>> BEGIN
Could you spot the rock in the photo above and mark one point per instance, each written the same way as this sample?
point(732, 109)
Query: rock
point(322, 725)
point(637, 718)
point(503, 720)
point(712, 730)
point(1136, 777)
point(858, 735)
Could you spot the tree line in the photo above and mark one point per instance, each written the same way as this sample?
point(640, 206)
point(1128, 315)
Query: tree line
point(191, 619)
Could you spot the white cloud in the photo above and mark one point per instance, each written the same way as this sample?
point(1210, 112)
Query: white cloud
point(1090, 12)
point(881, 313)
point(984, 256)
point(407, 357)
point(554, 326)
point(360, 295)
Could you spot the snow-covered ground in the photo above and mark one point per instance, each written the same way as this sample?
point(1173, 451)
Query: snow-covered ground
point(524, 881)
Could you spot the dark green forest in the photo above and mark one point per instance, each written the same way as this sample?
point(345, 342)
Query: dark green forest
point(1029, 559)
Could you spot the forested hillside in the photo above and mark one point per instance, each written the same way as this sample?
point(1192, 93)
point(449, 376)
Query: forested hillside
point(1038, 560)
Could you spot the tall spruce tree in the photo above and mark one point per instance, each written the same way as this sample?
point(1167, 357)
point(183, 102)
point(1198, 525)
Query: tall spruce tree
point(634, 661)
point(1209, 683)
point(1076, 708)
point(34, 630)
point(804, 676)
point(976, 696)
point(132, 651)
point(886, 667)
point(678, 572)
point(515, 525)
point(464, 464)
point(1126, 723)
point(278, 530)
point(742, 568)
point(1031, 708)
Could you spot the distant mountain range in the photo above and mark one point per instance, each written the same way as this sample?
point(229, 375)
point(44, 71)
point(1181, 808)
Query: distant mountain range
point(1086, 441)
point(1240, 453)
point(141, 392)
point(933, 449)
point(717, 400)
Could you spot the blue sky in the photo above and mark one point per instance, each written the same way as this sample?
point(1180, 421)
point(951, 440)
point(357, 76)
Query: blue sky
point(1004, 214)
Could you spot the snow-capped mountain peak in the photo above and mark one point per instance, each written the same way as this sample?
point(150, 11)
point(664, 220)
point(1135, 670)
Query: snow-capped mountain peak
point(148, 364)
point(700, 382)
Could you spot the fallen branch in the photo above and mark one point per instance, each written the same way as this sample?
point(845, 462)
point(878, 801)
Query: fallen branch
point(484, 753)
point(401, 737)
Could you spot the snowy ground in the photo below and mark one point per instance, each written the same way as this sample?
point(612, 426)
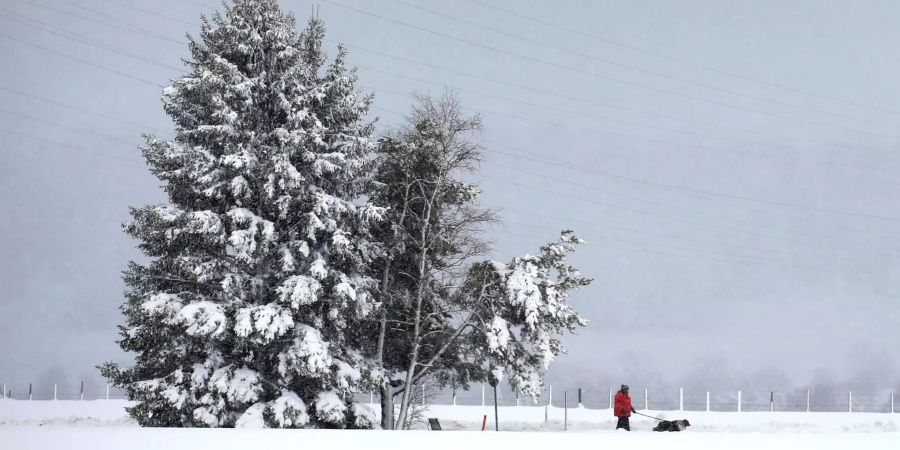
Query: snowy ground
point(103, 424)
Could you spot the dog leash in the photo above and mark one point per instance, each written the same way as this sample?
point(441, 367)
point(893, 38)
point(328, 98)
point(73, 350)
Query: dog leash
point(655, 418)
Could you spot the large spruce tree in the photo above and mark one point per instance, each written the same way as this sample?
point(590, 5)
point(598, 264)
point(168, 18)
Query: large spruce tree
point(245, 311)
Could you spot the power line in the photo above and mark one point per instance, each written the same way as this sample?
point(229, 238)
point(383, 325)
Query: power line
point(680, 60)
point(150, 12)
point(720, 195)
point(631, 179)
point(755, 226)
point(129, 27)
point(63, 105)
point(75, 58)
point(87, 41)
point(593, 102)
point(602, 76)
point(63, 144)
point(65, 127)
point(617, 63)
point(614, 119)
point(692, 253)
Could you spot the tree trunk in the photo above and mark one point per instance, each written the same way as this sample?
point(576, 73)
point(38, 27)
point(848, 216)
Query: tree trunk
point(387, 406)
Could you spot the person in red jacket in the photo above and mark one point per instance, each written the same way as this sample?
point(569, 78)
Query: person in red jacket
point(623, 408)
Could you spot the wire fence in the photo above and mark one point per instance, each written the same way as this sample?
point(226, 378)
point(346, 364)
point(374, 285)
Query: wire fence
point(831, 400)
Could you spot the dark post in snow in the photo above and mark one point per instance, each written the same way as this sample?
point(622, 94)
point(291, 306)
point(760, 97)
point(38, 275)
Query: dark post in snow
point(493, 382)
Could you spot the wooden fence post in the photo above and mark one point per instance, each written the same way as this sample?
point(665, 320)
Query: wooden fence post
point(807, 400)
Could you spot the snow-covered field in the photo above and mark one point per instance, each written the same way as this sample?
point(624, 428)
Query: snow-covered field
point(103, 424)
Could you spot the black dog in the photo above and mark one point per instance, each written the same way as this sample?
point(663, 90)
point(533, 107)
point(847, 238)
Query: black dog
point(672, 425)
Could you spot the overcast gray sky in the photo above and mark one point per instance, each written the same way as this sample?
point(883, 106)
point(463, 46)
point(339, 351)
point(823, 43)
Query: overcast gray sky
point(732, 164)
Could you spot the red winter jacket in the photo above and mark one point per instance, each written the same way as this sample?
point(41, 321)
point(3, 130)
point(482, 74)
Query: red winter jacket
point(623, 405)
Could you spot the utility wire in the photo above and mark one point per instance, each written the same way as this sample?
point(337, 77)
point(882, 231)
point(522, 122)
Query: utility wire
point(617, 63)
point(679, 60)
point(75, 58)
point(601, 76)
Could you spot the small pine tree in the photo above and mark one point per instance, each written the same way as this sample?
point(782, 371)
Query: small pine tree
>> END
>> BEGIN
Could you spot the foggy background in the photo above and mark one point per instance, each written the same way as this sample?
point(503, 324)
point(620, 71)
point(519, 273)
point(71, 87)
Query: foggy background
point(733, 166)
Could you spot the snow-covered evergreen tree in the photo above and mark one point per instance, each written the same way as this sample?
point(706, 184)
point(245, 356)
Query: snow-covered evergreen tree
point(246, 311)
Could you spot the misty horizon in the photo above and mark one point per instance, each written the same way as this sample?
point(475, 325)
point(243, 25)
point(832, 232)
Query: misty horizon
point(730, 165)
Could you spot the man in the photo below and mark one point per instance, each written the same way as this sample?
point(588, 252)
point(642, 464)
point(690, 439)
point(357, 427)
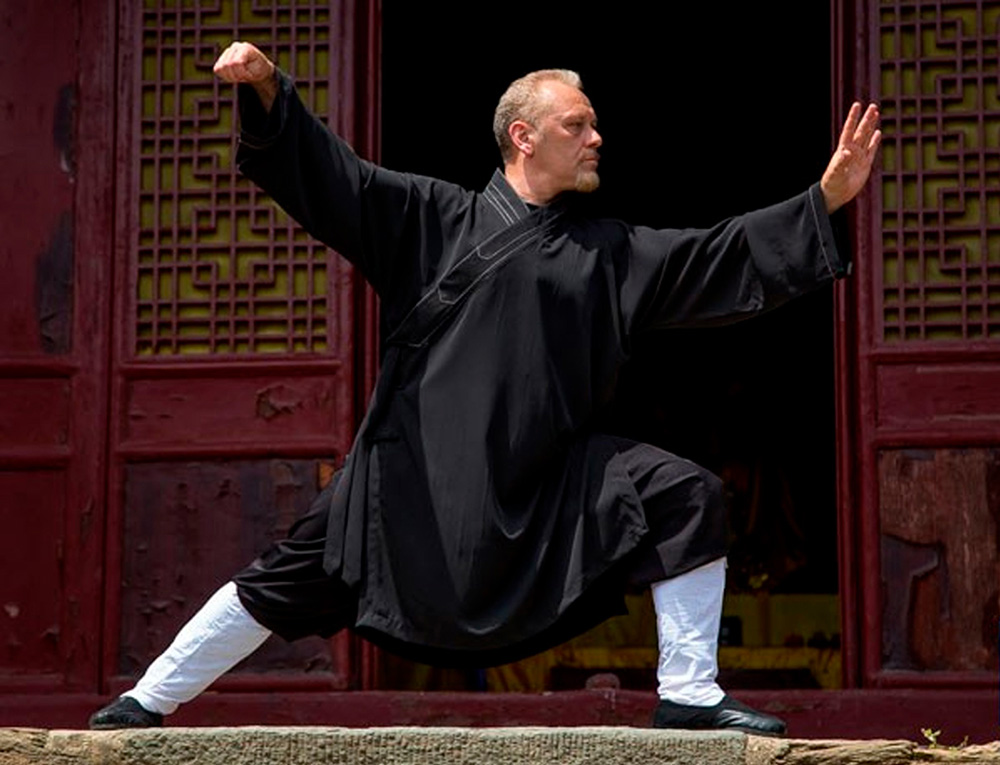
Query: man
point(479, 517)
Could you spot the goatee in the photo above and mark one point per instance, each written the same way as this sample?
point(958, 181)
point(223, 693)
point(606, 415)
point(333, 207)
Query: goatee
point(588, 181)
>> END
**Task description**
Reproduce the stretch of lines above from the line containing "Could you spot the dog" through the line containing "point(245, 311)", requests and all. Add 124 to each coordinate in the answer points, leaving the requests and their sample points as they are.

**Completed exercise**
Could you spot the dog leash in the photo above and mark one point per instance, each written the same way as this sample?
point(441, 367)
point(893, 38)
point(328, 98)
point(73, 350)
Query: dog leash
point(779, 542)
Could you spot the large spruce tree in the photo above and mark one point per instance, each written the same way as this sample?
point(590, 5)
point(598, 264)
point(168, 18)
Query: large spruce tree
point(369, 435)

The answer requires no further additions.